Parts of the exercise ▸
1) Answer these questions from the comment thread on newspaper comic strips:
(a) According to the first comment, why did US clients cancel The Simpsons strip?
(b) What was the title of the reprint book of the Pokemon strip?
(c) Which syndicate distributed POKEMON?
2) Copy the part of the comment thread on newspaper comic strips between "Yes, I was asking" and "didn't last long.", inclusive.

My understanding is that The Simpsons strip continued on after its initial year only in foreign markets. So few US clients kept the strip for the whole first year (canceling it over what they considered tasteless material) they didn't really bother continuing to offer it here. Supposedly still doing well in England and other places.

And Fortunato, I cited Forton in the post. I've not seen any strips signed by Stan Lee.

--Allan
 
Yes, I was asking about Lee, not Forton.
I never have read a Smiling Stan interview where he talk about Masters od the Universe.
I know only he was a writer for AMAZING SPIDER-MAN, INCREDIBLE HULK, MRS. LYONS' CUBS, MY FRIEND IRMA, VIRTUE OF VERA VALIANT and WILLIE LUMPKIN.
 
Anyone else remember that Pokemon comic strip that ran in American newspapers cira-1999-to-2000? It was actually pretty well drawn but like many toy based strips it didn't last long.
 
Hi Paul -
Yup, there was even a reprint book "Pokemon Meets The Press". Regarding the art, well, I'm just not a manga fan. I'm sure that strip will bob up here as an official obscurity one of these days.

--Allan
 
POKEMON was syndicated by Creators (text by Gerald Jones and art by Ashura Benimaru Itoh).
I think it run from 1999 to 2001 (or more).
And was an absolute stinker...

---Fortunato
 
The top strip is out of register. Could that be why you're calling it "murky"?
 
Why is there such a backlash towards children of the 80'nostalgia?
Are you one of the older elite who doesn't understand why fans of this toy exists?

A block of data:
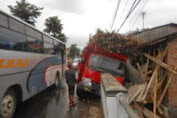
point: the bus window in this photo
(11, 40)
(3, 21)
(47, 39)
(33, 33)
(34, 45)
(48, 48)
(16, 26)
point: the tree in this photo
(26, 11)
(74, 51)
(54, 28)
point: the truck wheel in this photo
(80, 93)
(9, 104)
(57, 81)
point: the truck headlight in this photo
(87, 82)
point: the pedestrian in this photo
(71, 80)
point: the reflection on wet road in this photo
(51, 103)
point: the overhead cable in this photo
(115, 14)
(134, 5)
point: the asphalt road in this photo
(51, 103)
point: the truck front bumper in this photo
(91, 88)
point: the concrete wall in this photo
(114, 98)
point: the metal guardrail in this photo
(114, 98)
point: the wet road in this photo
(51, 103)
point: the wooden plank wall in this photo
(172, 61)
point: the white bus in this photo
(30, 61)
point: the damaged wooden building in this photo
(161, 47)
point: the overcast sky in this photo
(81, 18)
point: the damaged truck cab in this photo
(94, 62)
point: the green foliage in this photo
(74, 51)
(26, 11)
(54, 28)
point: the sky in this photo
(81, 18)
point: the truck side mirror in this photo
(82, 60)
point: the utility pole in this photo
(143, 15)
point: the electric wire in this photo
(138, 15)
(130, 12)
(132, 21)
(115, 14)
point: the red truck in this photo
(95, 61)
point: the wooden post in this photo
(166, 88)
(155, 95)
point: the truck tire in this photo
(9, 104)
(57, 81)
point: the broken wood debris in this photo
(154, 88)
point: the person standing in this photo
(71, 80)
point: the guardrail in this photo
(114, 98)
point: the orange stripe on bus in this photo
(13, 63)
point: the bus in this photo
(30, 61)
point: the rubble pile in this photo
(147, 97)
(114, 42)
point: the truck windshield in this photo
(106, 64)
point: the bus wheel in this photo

Expected outputs ▸
1)
(a) They canceled it over what they considered tasteless material.
(b) "Pokemon Meets The Press"
(c) Creators

2)
Yes, I was asking about Lee, not Forton.
I never have read a Smiling Stan interview where he talk about Masters od the Universe.
I know only he was a writer for AMAZING SPIDER-MAN, INCREDIBLE HULK, MRS. LYONS' CUBS, MY FRIEND IRMA, VIRTUE OF VERA VALIANT and WILLIE LUMPKIN.
 
Anyone else remember that Pokemon comic strip that ran in American newspapers cira-1999-to-2000? It was actually pretty well drawn but like many toy based strips it didn't last long.